The data:
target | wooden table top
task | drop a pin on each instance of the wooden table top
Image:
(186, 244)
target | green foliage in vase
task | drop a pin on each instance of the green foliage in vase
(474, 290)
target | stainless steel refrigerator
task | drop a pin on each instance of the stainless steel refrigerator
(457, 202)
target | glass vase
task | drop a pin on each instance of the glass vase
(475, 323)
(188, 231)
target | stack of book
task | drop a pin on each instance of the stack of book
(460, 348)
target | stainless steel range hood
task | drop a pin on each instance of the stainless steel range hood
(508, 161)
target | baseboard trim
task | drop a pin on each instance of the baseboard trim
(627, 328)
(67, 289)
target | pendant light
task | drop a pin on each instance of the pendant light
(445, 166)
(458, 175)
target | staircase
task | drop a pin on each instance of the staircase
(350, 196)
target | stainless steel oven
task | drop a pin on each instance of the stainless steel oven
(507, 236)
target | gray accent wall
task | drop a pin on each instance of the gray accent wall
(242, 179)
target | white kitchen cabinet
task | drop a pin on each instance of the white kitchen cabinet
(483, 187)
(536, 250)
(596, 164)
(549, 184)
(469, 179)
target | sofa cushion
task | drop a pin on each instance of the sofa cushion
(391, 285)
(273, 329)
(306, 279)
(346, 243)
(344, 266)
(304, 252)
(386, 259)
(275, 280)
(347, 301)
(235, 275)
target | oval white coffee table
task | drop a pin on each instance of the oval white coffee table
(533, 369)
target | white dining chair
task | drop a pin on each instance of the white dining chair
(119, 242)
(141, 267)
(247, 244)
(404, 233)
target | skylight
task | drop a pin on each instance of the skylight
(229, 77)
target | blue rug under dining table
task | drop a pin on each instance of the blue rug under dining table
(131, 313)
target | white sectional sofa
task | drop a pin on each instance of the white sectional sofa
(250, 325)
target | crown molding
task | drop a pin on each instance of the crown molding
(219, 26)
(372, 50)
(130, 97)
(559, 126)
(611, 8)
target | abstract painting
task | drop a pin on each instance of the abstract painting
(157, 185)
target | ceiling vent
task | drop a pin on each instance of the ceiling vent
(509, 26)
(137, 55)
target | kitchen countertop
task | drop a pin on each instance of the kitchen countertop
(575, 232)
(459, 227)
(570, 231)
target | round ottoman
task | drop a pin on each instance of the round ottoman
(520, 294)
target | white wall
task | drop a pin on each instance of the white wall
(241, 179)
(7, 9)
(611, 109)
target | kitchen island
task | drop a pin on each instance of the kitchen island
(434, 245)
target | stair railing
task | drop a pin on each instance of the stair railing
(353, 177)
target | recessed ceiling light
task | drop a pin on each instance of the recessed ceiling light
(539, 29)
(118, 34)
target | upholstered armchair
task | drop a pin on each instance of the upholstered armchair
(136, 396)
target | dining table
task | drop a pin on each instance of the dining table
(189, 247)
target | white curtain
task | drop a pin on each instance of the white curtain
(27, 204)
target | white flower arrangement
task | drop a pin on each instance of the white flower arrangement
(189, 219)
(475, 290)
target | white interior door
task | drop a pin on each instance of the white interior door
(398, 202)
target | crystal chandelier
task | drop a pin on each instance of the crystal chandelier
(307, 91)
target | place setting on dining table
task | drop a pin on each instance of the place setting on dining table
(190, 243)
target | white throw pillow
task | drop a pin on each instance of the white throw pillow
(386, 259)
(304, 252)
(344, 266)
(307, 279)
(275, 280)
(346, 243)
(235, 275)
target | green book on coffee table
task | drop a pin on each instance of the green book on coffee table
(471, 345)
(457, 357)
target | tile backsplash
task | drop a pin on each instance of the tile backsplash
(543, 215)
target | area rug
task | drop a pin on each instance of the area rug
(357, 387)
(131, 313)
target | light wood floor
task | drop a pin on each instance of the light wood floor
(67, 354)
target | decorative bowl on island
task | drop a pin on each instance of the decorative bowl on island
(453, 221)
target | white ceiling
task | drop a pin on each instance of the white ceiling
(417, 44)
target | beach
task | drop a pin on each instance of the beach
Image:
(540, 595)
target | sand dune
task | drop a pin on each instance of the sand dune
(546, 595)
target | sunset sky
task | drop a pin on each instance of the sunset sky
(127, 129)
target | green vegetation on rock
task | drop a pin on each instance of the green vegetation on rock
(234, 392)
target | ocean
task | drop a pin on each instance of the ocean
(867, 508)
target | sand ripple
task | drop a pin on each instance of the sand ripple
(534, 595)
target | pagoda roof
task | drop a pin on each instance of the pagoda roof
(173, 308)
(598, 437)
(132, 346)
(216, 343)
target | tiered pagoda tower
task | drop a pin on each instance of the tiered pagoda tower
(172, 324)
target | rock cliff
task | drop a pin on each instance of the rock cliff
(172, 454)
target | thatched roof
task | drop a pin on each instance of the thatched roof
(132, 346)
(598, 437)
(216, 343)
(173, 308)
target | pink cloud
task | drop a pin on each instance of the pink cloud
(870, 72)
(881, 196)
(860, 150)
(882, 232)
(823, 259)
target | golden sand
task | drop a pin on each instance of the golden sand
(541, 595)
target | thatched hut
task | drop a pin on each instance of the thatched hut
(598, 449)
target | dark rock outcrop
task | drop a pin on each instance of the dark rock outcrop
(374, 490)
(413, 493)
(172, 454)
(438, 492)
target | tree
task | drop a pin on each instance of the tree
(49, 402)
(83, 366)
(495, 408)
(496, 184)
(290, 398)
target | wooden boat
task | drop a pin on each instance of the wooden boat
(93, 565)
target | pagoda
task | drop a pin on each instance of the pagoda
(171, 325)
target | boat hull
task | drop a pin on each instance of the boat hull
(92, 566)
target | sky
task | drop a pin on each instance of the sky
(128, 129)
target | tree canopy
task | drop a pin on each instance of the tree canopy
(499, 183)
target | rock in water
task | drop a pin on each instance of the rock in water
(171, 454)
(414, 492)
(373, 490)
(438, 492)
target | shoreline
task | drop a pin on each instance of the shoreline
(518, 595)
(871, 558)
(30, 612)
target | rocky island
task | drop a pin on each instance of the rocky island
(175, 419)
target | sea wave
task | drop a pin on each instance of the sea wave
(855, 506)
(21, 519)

Short exercise:
Copy every item above word for word, keeping each line in its original order.

Output for this task:
target | wooden table top
task | drop a pin on each instance of the wooden table top
Image:
(186, 244)
target | green foliage in vase
task | drop a pin on each instance of the green foliage in vase
(474, 290)
target | stainless steel refrigerator
task | drop a pin on each instance of the stainless steel refrigerator
(457, 202)
target | glass vase
task | drop a pin on each instance of the glass vase
(475, 323)
(188, 231)
target | stack of book
task | drop a pin on each instance of the stack of book
(460, 348)
target | stainless steel range hood
task | drop a pin on each instance of the stainless steel range hood
(508, 161)
target | baseboard trim
task | drop a pin on each instance of the baseboard trim
(627, 328)
(67, 289)
target | pendant light
task | drop a pin on each instance of the pendant light
(445, 166)
(458, 175)
target | staircase
task | drop a pin on each instance of the staircase
(350, 196)
target | stainless steel oven
task | drop a pin on each instance of the stainless steel oven
(507, 236)
target | gray accent wall
task | drop a pin on each instance of the gray accent wall
(242, 179)
target | white kitchen cabinet
task | drop a pin on each instance of the white kitchen cabinet
(483, 187)
(536, 250)
(596, 164)
(549, 184)
(469, 179)
target | sofa cushion
task | drop a pin on each instance of the sofa cushion
(391, 285)
(273, 329)
(306, 279)
(346, 243)
(344, 266)
(304, 252)
(386, 259)
(275, 280)
(347, 301)
(235, 275)
target | oval white coffee table
task | drop a pin on each instance of the oval white coffee table
(533, 369)
target | white dining chair
task | drop a pin on each instance of the white dining chair
(119, 242)
(141, 267)
(247, 244)
(404, 233)
target | skylight
task | drop a pin on each instance of the skylight
(229, 77)
target | blue rug under dining table
task | drop a pin on each instance of the blue rug under dining table
(131, 313)
target | white sectional sofa
task | drop a pin on each instance of the white sectional sofa
(250, 325)
target | crown molding
task | drop a pin on each instance of the crown molding
(219, 26)
(372, 50)
(130, 97)
(559, 126)
(611, 8)
target | abstract painting
task | drop a pin on each instance of the abstract painting
(157, 185)
target | ceiling vent
task | drop a pin on each instance of the ceiling vent
(509, 26)
(137, 55)
target | kitchen countertop
task | drop a pin on each instance of the kitchen countertop
(575, 232)
(459, 227)
(570, 231)
target | round ottoman
task | drop a pin on each instance of the round ottoman
(520, 294)
target | white wall
task | drop a pin on each instance of the white wall
(241, 179)
(7, 9)
(611, 109)
target | kitchen island
task | drop a pin on each instance of the kitchen island
(434, 245)
target | stair railing
task | drop a pin on each instance of the stair railing
(353, 177)
target | recessed ceiling light
task | drop a pin on each instance of the recessed ceiling light
(539, 29)
(118, 34)
target | upholstered armchair
task | drop a pin on each instance of the upholstered armchair
(136, 396)
target | dining table
task | drop a pin on each instance of the dining table
(189, 247)
target | white curtain
task | drop a pin on each instance of the white curtain
(27, 204)
target | white flower arrangement
task | drop a pin on each instance of the white flower arrangement
(189, 219)
(475, 290)
target | white interior door
task | drop a pin on each instance of the white interior door
(398, 202)
target | crystal chandelier
task | drop a pin on each instance of the crystal chandelier
(307, 91)
target | place setting on dining table
task | drop a pin on each instance of the place setting on dining table
(190, 243)
target | white throw pillow
task | drop a pin on each instance of the white throw pillow
(386, 259)
(304, 252)
(344, 266)
(307, 279)
(275, 280)
(346, 243)
(235, 275)
target | green book on coffee table
task | drop a pin on each instance of the green book on coffee table
(471, 345)
(457, 357)
target | tile backsplash
task | drop a pin on each instance of the tile backsplash
(543, 215)
target | area rug
task | drop a pin on each instance of the area rug
(357, 387)
(131, 313)
target | light wood floor
task | drop a pin on each instance of the light wood floor
(67, 354)
target | decorative bowl on island
task | drop a pin on each instance of the decorative bowl on island
(453, 221)
target | white ceiling
task | drop a pin on each instance of the white ceiling
(417, 44)
target | beach
task | drop a pin on each instance of the beach
Image:
(540, 595)
target | sand dune
task | drop a pin on each instance of the sand dune
(546, 595)
target | sunset sky
task | drop a pin on each instance of the sunset sky
(127, 129)
target | green vegetation on rock
task | drop a pin on each instance of the green vegetation on rock
(234, 392)
target | ocean
task | drop a pin on each instance of the ocean
(867, 508)
target | sand ripple
task | drop a pin on each instance of the sand ripple
(534, 595)
target | pagoda roof
task | drop a pin on each instance of the pagoda roof
(173, 308)
(598, 437)
(132, 346)
(216, 343)
target | tiered pagoda tower
task | drop a pin on each instance of the tiered pagoda tower
(172, 324)
target | rock cliff
task | drop a pin on each instance of the rock cliff
(172, 454)
target | thatched roof
task | drop a pin on each instance of the thatched roof
(132, 346)
(598, 437)
(216, 343)
(173, 308)
target | pink cloud
task | drop a pin on each instance of the pink cloud
(870, 72)
(881, 196)
(860, 150)
(882, 232)
(823, 259)
target | golden sand
task | drop a pin on each instance of the golden sand
(541, 595)
target | thatched hut
task | drop a pin on each instance of the thatched hut
(598, 449)
target | dark rock outcrop
task | drop a pin on each instance of the dark rock outcrop
(374, 490)
(413, 493)
(172, 454)
(438, 492)
target | tree
task | drop a pin on each instance of the tree
(49, 402)
(83, 366)
(495, 408)
(496, 184)
(290, 398)
target | wooden boat
task | drop a pin on each instance of the wooden boat
(93, 565)
target | pagoda
task | drop a pin on each instance of the pagoda
(171, 325)
target | boat hull
task | drop a pin on each instance of the boat hull
(92, 566)
target | sky
task | drop a pin on each instance of the sky
(128, 129)
target | tree canopy
task | drop a pin on each instance of the tree canopy
(499, 183)
target | rock in water
task | drop a pin on each instance of the rock in water
(171, 454)
(414, 492)
(373, 490)
(438, 492)
target | shoreline
task | drop a pin on each instance of the shoreline
(518, 595)
(871, 558)
(30, 612)
target | rocky island
task | drop a pin on each instance of the rocky island
(175, 419)
target | sea wave
task | drop a pin on each instance of the sea wave
(855, 506)
(21, 519)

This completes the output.